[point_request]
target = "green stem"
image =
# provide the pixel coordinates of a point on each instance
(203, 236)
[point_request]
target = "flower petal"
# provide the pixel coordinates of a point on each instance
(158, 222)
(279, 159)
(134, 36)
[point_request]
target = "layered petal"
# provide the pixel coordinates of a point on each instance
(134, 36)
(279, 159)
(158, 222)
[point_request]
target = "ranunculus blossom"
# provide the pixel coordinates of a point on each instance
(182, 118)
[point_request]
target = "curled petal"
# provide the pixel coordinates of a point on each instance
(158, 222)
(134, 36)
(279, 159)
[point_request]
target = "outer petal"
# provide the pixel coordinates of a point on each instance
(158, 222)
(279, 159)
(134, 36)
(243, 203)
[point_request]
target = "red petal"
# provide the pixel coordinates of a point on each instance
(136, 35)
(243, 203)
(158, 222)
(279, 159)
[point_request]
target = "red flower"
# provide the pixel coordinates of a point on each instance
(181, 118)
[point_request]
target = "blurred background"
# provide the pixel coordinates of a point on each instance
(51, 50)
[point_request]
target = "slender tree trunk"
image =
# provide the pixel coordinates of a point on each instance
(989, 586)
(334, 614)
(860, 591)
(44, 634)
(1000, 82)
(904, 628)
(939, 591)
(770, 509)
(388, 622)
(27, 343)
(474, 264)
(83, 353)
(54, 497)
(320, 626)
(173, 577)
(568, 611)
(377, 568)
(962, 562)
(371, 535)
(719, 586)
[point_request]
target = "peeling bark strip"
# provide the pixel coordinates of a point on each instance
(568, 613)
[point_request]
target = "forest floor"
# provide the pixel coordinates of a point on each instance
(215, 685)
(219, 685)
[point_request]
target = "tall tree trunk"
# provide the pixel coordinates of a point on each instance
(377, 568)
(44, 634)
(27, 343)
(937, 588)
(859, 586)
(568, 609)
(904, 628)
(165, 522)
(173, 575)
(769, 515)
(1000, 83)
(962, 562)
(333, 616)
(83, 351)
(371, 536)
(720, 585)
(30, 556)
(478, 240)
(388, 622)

What to produce
Rewrite all the records above with "birch trunk" in place of "tree trunk" and everything else unchanged.

Exercise solution
[point_request]
target = "green stem"
image =
# provide the pixel coordinates of a point on each instance
(203, 236)
[point_request]
target = "flower petal"
# provide the pixel coordinates of a point on each instance
(158, 222)
(279, 159)
(134, 36)
[point_request]
target = "layered petal"
# provide the pixel coordinates of a point on each instance
(134, 36)
(279, 159)
(158, 222)
[point_request]
target = "ranunculus blossom"
# provide the pixel coordinates of a point on each instance
(182, 118)
[point_request]
target = "curled petal"
# provide the pixel coordinates of a point on each instance
(158, 222)
(134, 36)
(279, 159)
[point_request]
target = "outer petal"
# provide the pixel coordinates of a point on each instance
(158, 222)
(279, 159)
(134, 36)
(243, 203)
[point_request]
target = "red petal"
# provide the pixel coordinates of a point on each instance
(136, 35)
(243, 203)
(158, 222)
(279, 159)
[point_request]
target = "red flower"
# provide the pixel coordinates of a point on each instance
(181, 118)
[point_request]
target = "blurred background"
# provide the pixel coordinates of a point on each instance
(51, 50)
[point_request]
target = "slender birch trunk"
image =
# provide the pixel coordinates of a point on each instance
(989, 586)
(334, 614)
(860, 591)
(44, 634)
(1000, 82)
(904, 628)
(939, 591)
(770, 509)
(388, 622)
(27, 343)
(474, 264)
(83, 353)
(54, 497)
(320, 626)
(173, 577)
(568, 611)
(377, 568)
(962, 562)
(371, 535)
(719, 586)
[point_request]
target = "peeling bark strip"
# provide the pixel coordinates of a point on each instance
(568, 613)
[point_request]
target = "forest floor"
# provide the pixel coordinates of a point on each instance
(215, 685)
(219, 685)
[point_request]
target = "tall birch trunk"
# provide the pixel coordinates of a point on each instance
(377, 568)
(44, 634)
(27, 343)
(937, 588)
(859, 586)
(568, 609)
(904, 628)
(165, 522)
(173, 575)
(769, 515)
(1000, 83)
(962, 562)
(333, 616)
(83, 351)
(371, 536)
(720, 585)
(30, 556)
(478, 240)
(388, 622)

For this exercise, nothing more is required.